In the material below, arrange as a numbered list the lines from the one containing "Target: pitched roof" through the one containing "67), (207, 72)]", omitting blank lines.

***

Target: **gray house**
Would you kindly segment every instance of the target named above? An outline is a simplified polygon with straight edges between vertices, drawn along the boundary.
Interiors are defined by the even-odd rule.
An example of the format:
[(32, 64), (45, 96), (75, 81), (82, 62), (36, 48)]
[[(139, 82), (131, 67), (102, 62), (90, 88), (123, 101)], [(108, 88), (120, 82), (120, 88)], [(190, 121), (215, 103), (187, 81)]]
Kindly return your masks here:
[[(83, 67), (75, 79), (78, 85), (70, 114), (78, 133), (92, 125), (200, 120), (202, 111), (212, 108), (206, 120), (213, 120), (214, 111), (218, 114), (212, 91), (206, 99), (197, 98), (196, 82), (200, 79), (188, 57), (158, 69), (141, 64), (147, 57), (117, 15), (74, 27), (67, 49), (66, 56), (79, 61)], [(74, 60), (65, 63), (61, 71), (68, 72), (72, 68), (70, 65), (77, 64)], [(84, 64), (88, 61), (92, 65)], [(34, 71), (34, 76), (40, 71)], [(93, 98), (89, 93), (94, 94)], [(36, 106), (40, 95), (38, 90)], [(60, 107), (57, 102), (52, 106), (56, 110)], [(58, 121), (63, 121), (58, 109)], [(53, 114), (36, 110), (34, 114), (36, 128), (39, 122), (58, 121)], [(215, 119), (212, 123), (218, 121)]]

***

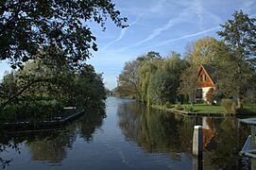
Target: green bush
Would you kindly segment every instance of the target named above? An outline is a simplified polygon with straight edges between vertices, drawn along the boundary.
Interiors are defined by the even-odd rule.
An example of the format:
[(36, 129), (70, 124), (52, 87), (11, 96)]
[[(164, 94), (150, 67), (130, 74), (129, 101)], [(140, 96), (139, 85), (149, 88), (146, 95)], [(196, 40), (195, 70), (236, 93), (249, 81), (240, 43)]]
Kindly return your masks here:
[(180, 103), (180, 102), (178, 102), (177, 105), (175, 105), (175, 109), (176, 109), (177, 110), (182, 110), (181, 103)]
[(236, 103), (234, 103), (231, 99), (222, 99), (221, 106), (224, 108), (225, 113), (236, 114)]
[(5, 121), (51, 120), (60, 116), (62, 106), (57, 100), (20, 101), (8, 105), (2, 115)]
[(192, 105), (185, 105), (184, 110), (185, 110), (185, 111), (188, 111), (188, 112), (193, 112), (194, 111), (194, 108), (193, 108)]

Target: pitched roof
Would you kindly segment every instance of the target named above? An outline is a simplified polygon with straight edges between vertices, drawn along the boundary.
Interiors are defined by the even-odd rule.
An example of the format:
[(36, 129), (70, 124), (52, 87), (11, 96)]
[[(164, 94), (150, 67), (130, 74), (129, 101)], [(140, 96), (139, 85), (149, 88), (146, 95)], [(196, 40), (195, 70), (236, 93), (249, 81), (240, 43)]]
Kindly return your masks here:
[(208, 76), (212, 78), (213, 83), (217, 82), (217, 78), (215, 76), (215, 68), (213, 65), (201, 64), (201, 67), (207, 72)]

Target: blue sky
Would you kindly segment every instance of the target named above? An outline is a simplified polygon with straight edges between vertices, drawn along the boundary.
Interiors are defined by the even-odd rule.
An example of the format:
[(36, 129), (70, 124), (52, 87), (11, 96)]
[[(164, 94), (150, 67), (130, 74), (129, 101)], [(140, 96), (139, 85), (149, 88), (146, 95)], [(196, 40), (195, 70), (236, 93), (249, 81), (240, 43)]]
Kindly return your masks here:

***

## Exercise response:
1. Target: pitched roof
2. Would you kindly segment every instance of the target named above? An outline is a simplified polygon with straight edges between vertices, drawn along the boundary.
3. Interiors are defined by the even-odd rule.
4. An example of the format:
5. [(36, 129), (70, 124), (52, 87), (11, 96)]
6. [[(164, 94), (150, 67), (130, 74), (129, 101)], [(140, 96), (139, 85), (149, 88), (146, 95)], [(196, 40), (195, 70), (236, 93), (249, 81), (240, 43)]]
7. Kindly return your masks here:
8. [(208, 76), (212, 78), (213, 83), (217, 82), (217, 78), (215, 76), (215, 68), (213, 65), (201, 64), (201, 67), (207, 72)]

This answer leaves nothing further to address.